◆ TASK BRIEF ◆
Gather every line below that contains the string "hair" and copy each one out. Case counts.

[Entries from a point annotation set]
>> START

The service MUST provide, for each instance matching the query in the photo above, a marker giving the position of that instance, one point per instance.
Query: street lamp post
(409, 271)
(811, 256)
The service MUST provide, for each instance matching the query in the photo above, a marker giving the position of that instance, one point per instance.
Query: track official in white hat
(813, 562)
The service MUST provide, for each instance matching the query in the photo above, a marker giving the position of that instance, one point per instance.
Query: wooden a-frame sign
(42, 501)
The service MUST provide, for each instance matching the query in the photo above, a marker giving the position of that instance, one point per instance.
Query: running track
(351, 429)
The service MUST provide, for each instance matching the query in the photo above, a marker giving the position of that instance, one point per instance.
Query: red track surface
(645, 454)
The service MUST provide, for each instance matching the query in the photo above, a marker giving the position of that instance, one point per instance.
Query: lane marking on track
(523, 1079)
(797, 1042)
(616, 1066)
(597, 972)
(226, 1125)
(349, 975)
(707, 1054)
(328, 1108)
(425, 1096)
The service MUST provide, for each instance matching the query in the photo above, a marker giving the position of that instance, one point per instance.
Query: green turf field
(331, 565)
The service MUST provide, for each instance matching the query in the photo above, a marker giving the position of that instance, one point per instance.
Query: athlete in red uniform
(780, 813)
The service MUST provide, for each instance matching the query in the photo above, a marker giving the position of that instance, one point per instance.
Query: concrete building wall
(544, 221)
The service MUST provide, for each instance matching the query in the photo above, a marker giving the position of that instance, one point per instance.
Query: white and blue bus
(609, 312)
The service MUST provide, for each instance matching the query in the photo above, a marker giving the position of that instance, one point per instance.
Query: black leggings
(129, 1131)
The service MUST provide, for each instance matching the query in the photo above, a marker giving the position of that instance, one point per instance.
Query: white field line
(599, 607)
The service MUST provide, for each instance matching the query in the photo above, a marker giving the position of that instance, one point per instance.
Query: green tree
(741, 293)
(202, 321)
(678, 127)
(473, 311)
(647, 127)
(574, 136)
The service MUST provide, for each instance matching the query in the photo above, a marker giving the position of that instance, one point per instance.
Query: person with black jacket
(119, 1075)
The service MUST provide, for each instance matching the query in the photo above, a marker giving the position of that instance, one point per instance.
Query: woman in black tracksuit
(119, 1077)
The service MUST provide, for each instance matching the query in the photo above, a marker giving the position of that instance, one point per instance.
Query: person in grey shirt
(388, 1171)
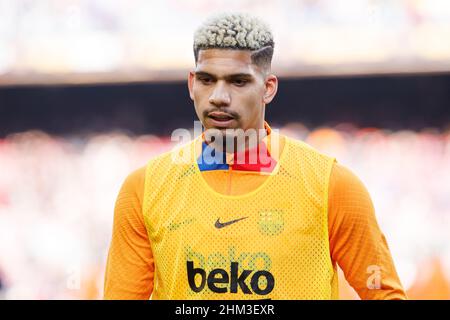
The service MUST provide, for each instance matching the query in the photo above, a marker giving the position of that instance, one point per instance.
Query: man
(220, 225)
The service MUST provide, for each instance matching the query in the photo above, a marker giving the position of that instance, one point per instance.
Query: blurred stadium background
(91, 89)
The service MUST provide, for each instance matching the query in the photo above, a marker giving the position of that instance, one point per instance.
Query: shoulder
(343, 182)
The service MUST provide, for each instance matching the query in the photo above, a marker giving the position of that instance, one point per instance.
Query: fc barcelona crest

>> END
>> START

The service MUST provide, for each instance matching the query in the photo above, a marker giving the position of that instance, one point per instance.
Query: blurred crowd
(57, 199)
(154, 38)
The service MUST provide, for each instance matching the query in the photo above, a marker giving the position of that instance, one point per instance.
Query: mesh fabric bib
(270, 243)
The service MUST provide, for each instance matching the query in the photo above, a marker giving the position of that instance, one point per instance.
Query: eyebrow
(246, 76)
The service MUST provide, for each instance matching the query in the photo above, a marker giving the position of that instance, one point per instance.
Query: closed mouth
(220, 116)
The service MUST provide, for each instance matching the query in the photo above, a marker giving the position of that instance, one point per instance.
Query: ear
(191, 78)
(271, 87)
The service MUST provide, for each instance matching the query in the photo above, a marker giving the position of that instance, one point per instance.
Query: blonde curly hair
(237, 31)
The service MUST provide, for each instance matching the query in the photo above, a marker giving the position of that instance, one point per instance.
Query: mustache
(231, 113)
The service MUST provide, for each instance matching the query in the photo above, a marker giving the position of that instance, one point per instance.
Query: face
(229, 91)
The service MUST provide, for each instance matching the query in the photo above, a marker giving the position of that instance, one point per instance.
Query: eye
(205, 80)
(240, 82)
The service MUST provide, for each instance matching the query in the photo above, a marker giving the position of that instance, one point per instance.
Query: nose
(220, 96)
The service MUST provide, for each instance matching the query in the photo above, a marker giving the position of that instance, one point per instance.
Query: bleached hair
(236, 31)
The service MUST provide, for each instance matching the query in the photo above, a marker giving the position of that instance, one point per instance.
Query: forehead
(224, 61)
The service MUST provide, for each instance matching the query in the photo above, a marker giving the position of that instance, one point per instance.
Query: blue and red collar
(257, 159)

>> END

◆ TASK OUTPUT ◆
Query: blonde curly hair
Query: bleached hair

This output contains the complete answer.